* WHAT TO DO *
According to the political headlines, what share of support does Herman Cain have in the new Rasmussen survey of likely Iowa caucus-goers?

* SELECTED TEXT *
POLITICAL WIRE’S HEADLINES – 10/21
Sen. Marco Rubio (R-FL) frequently repeats “a compelling version of his family’s history that had special resonance in South Florida. He was the son of exiles, he told audiences, Cuban Americans forced off their beloved island after ‘a thug,’ Fidel Castro, took power,” the Washington Post reports.
“But a review of documents — including naturalization papers and other official records — reveals that Rubio’s dramatic account of his family saga embellishes the facts. The documents show that Rubio’s parents came to the United States and were admitted for permanent residence more than 2½ years before Castro’s forces overthrew the Cuban government and took power on New Year’s Day 1959.”
“Grubbs recently noted to me that he couldn’t recall a year with such a relatively low level of organizing this close to the caucuses on a broad scale, suggesting it left an opening for Cain to catch up.”
Rep. Dennis Cardoza (D-CA) announced he will step down at the end of 2012 “rather than battle it out in a newly redrawn congressional district with his long-time friend and colleague,” Rep. Jim Costa (D-CA), the Sacramento Bee reports.
A new Rasmussen survey of likely Iowa caucus-goers shows that Herman Cain leads with 28% followed by Mitt Romney at 21%, Ron Paul at 10%, Newt Gingrich at 9%, Michelle Bachmann at 8%, and Rick Perry at 7%.
Interesting: “Among those absolutely certain they will show up and participate in the caucus, Cain leads Romney 31% to 18%.”
“One random and interesting stat: The likeliest time to give was the noon hour, and Thursday was the richest day for the campaign.”
Said a fellow candidate: “You can say Chris Christie hand-picked her to run.”
Gallup’s Frank Newport and USA Today‘s Susan Page take a look at historical presidential job approval data to reveal the point at which President Obama should start worrying about his approval ratings.
The bottom line: “It looks like if we’re sitting here talking next February for March and Obama’s approval rating is still in the lows 40s, I think his campaign team will have a real reason to be alarmed.”
In an interview with Piers Morgan last night, Herman Cain took a strong anti-abortion position that puts him solidly in the “pro-life” camp.
CAIN: I believe that life begins at conception. And abortion under no circumstances. And here’s why —
MORGAN: No circumstances?
CAIN: No circumstances.

[Location identification entries]
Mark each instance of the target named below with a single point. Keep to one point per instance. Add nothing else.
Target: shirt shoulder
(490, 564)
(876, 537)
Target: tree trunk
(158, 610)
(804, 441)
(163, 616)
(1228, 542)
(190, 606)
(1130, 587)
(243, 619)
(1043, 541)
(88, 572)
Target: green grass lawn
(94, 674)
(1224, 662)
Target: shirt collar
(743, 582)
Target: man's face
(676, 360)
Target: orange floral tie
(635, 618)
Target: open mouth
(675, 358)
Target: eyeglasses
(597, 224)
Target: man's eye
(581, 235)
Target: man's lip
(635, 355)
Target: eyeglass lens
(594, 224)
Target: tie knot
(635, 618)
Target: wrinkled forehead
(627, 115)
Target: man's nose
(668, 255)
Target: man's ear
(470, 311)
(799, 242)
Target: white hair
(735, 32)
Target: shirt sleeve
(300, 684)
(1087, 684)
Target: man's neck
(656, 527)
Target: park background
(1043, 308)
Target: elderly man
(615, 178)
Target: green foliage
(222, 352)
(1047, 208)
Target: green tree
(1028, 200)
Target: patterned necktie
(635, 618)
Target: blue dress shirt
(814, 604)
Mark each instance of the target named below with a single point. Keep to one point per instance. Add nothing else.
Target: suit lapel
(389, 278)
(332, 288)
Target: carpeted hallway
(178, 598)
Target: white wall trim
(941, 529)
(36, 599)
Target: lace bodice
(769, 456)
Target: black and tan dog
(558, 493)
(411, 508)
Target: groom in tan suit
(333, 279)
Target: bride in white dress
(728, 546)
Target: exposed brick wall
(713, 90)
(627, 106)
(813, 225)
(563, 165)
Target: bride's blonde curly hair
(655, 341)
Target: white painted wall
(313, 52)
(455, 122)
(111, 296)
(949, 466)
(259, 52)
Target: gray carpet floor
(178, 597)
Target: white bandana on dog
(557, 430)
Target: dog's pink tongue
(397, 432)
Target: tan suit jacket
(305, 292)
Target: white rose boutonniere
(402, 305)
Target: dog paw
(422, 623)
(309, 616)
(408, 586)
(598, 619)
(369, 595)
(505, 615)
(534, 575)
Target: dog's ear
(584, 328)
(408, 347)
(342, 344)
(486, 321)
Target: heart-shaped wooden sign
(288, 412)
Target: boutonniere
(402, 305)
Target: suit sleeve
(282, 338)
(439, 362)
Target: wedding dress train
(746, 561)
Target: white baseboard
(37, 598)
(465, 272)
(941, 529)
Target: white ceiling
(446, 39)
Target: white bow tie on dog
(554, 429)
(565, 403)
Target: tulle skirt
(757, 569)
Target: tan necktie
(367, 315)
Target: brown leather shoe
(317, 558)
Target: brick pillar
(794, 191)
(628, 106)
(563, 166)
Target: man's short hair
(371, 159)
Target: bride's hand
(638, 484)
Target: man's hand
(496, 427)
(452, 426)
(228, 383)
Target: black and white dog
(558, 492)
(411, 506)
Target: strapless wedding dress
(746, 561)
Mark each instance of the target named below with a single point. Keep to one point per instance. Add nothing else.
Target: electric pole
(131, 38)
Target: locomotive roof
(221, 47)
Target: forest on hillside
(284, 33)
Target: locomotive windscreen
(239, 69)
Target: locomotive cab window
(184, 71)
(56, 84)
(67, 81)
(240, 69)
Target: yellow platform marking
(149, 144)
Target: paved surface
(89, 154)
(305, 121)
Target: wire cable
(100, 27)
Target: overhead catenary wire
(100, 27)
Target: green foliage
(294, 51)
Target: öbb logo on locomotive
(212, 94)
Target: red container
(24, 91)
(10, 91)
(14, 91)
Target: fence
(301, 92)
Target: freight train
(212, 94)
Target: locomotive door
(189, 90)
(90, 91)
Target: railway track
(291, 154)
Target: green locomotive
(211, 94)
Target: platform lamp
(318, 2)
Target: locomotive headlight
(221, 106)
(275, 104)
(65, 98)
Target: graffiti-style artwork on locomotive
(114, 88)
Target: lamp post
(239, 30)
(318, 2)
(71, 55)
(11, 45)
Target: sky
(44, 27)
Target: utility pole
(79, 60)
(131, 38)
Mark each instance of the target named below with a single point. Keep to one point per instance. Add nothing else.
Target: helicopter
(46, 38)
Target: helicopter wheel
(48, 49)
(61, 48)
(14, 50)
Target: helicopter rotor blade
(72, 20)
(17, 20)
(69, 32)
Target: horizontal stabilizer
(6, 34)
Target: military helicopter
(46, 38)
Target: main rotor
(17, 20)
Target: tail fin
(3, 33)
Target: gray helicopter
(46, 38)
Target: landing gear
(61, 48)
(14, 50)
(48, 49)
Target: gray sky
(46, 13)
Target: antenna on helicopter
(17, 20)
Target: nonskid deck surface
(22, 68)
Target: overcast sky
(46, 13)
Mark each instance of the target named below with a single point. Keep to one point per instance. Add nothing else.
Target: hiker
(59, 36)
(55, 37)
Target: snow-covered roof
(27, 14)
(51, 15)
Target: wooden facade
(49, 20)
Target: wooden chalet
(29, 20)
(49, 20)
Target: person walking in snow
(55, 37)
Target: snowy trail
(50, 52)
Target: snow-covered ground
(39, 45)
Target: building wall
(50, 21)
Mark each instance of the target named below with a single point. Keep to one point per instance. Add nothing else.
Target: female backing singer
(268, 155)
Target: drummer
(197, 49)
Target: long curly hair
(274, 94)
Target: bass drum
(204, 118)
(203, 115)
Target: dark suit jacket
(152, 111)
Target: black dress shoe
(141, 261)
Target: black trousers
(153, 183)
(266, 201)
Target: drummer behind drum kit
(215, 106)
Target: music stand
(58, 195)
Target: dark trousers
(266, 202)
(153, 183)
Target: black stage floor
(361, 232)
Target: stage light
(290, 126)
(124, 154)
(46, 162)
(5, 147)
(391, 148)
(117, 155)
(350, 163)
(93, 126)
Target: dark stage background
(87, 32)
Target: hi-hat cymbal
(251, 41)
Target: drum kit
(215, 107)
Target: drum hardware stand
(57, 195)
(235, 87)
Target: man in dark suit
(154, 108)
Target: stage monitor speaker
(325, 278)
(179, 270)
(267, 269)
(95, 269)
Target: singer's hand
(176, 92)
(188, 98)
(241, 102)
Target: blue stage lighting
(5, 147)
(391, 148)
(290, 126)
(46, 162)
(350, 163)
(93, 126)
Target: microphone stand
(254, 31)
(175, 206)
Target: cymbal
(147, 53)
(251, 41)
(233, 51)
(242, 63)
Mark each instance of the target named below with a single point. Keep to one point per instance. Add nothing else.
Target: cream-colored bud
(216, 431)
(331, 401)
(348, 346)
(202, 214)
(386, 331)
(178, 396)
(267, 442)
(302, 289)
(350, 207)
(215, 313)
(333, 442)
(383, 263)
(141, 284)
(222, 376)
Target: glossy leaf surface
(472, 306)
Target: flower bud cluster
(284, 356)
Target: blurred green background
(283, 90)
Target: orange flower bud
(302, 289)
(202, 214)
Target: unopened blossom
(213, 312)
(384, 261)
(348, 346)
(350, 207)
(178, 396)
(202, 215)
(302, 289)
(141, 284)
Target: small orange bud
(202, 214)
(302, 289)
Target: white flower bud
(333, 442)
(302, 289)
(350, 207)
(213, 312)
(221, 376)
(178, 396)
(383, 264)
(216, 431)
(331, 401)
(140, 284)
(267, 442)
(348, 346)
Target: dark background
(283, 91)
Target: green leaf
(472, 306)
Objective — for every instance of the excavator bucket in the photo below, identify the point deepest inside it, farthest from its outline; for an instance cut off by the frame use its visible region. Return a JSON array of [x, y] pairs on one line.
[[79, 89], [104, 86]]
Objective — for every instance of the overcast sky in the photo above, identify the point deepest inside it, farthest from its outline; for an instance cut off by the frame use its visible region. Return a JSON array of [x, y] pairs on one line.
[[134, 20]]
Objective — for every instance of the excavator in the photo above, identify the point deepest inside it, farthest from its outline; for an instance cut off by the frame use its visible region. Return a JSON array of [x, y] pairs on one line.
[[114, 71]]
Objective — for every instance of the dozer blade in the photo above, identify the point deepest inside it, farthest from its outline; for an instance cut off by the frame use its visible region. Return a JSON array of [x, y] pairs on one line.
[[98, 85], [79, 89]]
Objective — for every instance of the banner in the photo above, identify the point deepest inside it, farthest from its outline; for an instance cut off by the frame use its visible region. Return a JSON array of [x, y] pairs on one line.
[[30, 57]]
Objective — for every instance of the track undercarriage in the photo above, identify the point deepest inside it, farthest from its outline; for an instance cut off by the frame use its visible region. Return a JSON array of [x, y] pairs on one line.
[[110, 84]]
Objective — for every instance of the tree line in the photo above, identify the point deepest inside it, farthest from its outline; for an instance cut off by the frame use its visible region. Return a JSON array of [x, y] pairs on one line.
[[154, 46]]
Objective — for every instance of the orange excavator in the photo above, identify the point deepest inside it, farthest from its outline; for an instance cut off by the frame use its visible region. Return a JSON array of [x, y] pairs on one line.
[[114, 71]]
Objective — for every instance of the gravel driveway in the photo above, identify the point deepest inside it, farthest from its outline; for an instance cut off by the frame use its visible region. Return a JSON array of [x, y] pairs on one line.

* TASK SOLUTION *
28%